[PROVIDED MATERIAL]
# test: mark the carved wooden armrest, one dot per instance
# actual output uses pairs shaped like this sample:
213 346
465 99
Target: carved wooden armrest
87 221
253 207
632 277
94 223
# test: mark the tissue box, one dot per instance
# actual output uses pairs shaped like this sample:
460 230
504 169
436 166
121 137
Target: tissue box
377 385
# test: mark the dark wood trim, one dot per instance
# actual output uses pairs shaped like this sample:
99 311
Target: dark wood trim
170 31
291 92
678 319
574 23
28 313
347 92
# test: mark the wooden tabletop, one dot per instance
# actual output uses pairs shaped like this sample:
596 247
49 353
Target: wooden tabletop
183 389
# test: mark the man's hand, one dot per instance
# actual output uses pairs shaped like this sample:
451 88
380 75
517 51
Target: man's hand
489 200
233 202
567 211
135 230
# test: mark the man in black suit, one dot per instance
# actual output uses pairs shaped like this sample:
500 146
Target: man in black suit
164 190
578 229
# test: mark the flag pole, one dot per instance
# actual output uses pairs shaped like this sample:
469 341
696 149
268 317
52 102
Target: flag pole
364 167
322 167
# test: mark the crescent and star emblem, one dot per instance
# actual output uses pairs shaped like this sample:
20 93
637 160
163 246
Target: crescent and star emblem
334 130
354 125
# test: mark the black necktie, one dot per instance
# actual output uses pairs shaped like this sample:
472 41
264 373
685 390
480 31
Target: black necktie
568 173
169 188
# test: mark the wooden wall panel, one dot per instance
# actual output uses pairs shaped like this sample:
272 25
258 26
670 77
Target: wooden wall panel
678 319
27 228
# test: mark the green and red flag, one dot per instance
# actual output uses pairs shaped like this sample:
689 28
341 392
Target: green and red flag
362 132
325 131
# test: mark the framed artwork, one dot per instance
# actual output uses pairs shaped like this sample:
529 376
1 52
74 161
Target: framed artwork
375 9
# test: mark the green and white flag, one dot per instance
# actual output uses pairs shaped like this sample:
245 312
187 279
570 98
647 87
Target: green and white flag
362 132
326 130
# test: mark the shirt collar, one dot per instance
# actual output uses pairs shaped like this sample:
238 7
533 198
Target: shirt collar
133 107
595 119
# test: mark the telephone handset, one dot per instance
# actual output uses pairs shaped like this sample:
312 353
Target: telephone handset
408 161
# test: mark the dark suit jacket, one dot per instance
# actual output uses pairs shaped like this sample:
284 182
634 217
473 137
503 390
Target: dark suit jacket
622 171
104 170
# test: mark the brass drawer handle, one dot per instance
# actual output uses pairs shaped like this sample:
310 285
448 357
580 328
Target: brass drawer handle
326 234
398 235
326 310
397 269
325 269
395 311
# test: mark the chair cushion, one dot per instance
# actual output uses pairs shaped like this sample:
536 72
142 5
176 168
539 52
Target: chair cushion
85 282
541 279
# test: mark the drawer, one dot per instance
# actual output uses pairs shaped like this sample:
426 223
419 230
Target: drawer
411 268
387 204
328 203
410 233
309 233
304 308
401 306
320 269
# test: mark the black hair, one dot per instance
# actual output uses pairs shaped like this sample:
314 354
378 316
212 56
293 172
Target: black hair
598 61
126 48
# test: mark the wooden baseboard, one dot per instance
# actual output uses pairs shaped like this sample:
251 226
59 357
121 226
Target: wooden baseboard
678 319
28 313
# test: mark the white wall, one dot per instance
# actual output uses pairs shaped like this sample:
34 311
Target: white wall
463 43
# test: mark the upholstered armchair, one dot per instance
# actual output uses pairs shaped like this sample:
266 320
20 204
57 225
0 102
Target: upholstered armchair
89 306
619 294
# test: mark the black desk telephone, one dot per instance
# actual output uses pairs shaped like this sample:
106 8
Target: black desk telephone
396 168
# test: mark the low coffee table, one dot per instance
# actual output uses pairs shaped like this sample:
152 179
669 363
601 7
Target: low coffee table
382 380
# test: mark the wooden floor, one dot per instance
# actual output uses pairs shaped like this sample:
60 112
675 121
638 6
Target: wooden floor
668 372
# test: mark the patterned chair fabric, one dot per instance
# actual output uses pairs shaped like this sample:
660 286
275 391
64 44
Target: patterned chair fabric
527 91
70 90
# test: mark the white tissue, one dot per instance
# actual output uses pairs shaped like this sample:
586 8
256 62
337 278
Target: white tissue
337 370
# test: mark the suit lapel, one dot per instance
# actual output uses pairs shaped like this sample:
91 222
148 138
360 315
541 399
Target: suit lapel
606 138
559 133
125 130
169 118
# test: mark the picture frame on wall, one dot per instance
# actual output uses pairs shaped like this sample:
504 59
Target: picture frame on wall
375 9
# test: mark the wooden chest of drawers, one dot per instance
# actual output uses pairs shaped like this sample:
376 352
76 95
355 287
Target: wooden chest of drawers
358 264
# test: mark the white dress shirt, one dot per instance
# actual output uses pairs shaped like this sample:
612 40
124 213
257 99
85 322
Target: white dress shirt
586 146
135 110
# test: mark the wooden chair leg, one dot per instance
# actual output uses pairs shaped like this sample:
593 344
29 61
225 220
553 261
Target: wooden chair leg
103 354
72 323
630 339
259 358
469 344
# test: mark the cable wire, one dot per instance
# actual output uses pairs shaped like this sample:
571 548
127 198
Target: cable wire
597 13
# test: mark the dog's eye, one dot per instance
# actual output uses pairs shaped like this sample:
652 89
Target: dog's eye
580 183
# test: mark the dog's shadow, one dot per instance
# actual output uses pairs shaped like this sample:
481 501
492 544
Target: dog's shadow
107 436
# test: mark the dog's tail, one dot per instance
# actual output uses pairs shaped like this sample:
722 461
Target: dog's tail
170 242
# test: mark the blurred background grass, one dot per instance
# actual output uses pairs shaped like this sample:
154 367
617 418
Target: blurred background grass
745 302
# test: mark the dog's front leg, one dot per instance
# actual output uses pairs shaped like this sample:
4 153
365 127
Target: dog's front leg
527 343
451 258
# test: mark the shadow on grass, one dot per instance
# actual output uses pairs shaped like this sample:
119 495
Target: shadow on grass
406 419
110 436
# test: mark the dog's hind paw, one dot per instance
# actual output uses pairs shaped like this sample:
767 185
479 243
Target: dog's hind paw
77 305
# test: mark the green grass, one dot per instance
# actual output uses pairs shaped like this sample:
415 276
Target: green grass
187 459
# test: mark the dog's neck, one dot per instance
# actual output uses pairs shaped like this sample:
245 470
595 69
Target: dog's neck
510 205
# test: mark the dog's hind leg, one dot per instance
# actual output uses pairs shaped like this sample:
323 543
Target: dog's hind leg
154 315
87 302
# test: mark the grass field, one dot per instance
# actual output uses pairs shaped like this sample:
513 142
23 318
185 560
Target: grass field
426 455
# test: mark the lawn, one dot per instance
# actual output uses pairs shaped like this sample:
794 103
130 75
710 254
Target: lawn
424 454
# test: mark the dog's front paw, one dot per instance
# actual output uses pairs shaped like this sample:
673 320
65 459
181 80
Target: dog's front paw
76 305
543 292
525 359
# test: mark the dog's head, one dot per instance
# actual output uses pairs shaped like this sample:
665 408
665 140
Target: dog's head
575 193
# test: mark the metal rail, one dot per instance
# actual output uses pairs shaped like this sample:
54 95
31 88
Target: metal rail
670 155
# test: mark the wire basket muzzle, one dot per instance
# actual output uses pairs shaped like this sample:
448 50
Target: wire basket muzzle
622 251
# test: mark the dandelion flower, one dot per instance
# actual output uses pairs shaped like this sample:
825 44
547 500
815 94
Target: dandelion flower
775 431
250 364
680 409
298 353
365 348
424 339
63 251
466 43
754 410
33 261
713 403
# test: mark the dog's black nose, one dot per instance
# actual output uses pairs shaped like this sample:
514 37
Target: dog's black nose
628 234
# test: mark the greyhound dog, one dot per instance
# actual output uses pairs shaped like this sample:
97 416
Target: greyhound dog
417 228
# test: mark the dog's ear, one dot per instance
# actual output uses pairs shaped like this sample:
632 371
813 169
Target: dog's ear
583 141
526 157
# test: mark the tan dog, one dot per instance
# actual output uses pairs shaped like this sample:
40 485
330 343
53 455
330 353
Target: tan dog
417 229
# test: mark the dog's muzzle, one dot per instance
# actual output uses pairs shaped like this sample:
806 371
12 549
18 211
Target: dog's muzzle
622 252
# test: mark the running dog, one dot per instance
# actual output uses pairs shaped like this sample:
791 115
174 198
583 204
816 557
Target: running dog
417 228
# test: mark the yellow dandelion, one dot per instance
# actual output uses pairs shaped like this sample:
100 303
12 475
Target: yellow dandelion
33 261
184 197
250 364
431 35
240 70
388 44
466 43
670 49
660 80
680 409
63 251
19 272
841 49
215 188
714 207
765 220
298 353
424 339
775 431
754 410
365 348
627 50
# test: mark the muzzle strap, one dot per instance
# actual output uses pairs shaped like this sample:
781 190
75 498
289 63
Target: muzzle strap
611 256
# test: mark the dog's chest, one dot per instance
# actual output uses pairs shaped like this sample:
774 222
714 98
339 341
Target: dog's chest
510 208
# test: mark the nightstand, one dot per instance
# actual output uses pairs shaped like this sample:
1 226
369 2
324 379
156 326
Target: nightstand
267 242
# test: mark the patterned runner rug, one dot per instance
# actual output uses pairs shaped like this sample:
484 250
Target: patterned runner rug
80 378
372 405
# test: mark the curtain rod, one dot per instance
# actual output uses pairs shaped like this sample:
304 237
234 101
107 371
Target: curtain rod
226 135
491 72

[TASK DETAILS] Rewrite the rows from the line holding "# test: mark the nightstand, one" through the last row, inclusive, replacing "patterned runner rug" with "striped runner rug" and leaving everything else unchanged.

[REPLY TO THE EXERCISE]
# test: mark the nightstand, one dot per instance
# actual output uses pairs shaped like this sample:
1 226
369 2
324 379
156 326
Target: nightstand
267 242
# test: mark the striped runner rug, one dot per instance
# actual output uses pairs shaped like this sample:
484 250
Target: striped runner rug
80 378
372 405
# test: mark the curtain rod, one dot per instance
# actual output uses pairs shaped like this sample:
304 237
234 101
107 371
Target: curtain rod
226 135
491 72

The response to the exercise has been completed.